With this Arduino script, I could store data within a .csv file in which i get the sample number and the value of each of the three varaibles: red, green and blue. At the end, I added a new column to each data set with the same particular value: 1 for lemons and -1 for potatoes. This will make sense later.

To implement the Perceptron, it is first required to train it. And for this purpose, we must first visualize our data sets to determine whether these are separated enough for us to use them to train our AI.

To do this, I created a Script in Matlab to import the desired data sets from different files and visualize them in both 3D and 2D dispersion graphs. This task can be done in Excel, using only 2d graphs, which should be more than enough to view our data.

close all, clear all, clc
%Load data to train the Perceptron
limon = readtable('Add here the location of the file','Sheet','DataLemon');
papa = readtable('Add here the location of the file','Sheet','DataPotato');
Data = [limon;papa];
figure(1)
subplot(2,2,1) %Create a plot using our 3 variables
scatter3(Data,"R","G","B","filled","ColorVariable","Clase")
colorbar
subplot(2,2,2)
scatter(Data,"R","G","filled","ColorVariable","Clase")
colorbar
xlabel("R"), ylabel("G")
subplot(2,2,3)
scatter(Data,"R","B","filled","ColorVariable","Clase")
colorbar
xlabel("R"), ylabel("B")
subplot(2,2,4)
scatter(Data,"G","B","filled","ColorVariable","Clase")
colorbar
xlabel("G"), ylabel("B")

The result is shown in the image above. In this, we see that both data sets are well separated, so we can continue with our process.

Then we can create a script to get the desired values for our neural network. But you may wonder, how on earth are we supposed to train the perceptron. Well, the answer is simple; we will give a few data points and tell it the desired result. From there, it must adjust its values accordingly to make “no mistakes” when in operation.

For this purpose, I used the data gathered in an earlier stage for the training process developed by following the algorithm depicted on the picture above. This process is programming-based, and the completion time depends on different parameters, but usually doesn’t take more than a few minutes. 

But which programming language? You may wonder. I did all this in Matlab as I have access to it at school, but you can try to do it with Visual Studio Code using C or even with another tool, like Matlab but Open Source (Free) called Scilab. However, I recommend you search for the easiest option as you may need to import data from external files.

Here is the resulting Matlab Code:

close all, clear all, clc
%carga de datos para entrenar el perceptrón
limon = readtable('Add here the location of the file','Sheet','DataLemon');
papa = readtable('Add here the location of the file','Sheet','DataPotato');
%Create a new input vector and add a column with "-1's"
.....
» **Brief A**
Answer these questions from the text on training a perceptron, keeping each answer brief.
(i) What value was placed in the added column for the potato data set?
(ii) What free, open-source tool similar to Matlab does the author mention?
(iii) How long does the training process usually take?
.....
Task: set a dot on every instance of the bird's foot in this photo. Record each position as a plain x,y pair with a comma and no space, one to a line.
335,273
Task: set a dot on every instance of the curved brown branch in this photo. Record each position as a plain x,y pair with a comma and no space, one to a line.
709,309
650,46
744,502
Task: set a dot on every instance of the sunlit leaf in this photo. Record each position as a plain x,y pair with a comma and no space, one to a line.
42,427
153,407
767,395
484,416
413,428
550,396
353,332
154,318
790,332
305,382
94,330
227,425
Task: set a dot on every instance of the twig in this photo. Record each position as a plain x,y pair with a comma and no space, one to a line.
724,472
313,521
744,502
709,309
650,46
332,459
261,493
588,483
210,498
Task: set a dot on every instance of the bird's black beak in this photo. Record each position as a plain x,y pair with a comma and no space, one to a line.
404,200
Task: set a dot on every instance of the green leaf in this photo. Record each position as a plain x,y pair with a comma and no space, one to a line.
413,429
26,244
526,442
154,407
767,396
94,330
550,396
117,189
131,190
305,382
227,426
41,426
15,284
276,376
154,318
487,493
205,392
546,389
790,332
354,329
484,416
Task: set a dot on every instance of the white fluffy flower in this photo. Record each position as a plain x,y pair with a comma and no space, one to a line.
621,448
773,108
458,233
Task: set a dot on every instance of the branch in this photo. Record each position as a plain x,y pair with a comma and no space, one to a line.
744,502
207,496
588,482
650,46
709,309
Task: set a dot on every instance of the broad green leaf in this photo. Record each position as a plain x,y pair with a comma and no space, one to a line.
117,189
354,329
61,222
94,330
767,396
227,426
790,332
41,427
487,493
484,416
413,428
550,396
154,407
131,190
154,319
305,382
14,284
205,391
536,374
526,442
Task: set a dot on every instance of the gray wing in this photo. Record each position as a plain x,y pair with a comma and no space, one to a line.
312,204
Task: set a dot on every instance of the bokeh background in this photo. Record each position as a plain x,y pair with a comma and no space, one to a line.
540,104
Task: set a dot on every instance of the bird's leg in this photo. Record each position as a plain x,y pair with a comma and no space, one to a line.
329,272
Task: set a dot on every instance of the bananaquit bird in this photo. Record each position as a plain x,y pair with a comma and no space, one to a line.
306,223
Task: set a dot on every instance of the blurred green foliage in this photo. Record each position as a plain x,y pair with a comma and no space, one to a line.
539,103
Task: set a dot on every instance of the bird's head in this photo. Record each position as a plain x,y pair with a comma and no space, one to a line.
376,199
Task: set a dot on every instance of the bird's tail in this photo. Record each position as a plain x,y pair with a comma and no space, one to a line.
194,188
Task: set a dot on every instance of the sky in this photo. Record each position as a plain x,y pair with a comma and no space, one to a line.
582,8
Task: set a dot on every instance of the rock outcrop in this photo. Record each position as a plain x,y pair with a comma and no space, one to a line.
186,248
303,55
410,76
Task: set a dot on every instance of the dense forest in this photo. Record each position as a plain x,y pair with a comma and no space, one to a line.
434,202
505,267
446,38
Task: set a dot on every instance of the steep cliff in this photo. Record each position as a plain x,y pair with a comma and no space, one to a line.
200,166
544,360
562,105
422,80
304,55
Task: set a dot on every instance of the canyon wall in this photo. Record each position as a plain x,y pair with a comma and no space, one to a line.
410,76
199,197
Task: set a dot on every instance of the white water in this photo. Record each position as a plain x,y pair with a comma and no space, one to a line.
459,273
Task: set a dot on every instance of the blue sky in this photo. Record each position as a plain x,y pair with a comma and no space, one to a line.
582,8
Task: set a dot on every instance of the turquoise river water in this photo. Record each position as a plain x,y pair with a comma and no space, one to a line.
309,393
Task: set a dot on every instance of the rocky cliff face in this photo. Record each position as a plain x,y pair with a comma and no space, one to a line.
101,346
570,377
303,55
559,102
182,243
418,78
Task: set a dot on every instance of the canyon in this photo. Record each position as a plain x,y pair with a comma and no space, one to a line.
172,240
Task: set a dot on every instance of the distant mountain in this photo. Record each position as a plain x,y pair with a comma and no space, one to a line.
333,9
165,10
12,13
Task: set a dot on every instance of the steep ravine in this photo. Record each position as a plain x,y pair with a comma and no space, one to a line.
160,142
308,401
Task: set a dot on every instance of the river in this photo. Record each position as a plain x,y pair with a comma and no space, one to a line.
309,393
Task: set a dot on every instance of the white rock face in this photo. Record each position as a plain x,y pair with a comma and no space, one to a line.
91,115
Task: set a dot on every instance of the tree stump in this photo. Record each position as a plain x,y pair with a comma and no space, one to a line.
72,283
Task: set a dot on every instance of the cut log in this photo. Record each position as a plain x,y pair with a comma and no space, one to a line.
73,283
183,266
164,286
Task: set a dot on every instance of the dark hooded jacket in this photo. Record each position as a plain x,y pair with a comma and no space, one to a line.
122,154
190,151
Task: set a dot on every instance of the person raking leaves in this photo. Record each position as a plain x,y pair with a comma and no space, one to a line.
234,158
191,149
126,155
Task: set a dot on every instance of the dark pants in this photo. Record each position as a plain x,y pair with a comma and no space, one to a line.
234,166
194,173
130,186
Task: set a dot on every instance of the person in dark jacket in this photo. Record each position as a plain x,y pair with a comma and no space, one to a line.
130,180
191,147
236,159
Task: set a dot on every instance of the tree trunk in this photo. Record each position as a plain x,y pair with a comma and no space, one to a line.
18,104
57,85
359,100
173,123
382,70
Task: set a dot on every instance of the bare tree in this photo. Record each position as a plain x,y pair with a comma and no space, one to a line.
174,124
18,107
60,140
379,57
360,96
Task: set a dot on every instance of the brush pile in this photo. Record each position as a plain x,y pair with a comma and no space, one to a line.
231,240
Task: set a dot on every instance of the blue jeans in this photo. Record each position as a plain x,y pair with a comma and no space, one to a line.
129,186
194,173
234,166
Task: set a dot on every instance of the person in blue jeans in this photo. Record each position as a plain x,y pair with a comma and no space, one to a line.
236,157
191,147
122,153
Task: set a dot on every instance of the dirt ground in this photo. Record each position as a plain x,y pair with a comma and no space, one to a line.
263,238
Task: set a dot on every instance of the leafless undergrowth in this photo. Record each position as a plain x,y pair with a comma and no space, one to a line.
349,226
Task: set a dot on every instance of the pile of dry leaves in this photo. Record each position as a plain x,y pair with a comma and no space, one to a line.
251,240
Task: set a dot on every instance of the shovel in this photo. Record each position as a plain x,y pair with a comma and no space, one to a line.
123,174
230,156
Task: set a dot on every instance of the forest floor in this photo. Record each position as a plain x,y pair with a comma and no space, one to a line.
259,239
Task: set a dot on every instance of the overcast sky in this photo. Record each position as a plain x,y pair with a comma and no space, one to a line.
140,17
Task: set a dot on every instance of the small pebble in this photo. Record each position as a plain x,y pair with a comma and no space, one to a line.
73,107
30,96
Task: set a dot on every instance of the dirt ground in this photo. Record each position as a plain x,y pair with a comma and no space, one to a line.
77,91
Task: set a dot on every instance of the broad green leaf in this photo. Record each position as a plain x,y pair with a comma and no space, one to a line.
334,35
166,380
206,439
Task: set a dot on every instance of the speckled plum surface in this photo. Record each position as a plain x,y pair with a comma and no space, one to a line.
.....
» **Brief B**
Format the rows as a numbered list, starting at the line that contains "Task: set a dot on every instance of the overcast" and ending at the last line of the rows. Include both ends and leave out blank lines.

» **Written answer A**
(i) -1
(ii) Scilab
(iii) No more than a few minutes.

» **Written answer B**
1. Task: set a dot on every instance of the overcast sky in this photo. Record each position as a plain x,y pair with a comma and no space, one to a line.
2. 140,17
3. Task: set a dot on every instance of the small pebble in this photo. Record each position as a plain x,y pair with a comma and no space, one to a line.
4. 73,107
5. 30,96
6. Task: set a dot on every instance of the dirt ground in this photo. Record each position as a plain x,y pair with a comma and no space, one to a line.
7. 77,91
8. Task: set a dot on every instance of the broad green leaf in this photo. Record each position as a plain x,y pair with a comma and no space, one to a line.
9. 334,35
10. 166,380
11. 206,439
12. Task: set a dot on every instance of the speckled plum surface in this photo. Record each position as a plain x,y pair with a comma and no space, one to a line.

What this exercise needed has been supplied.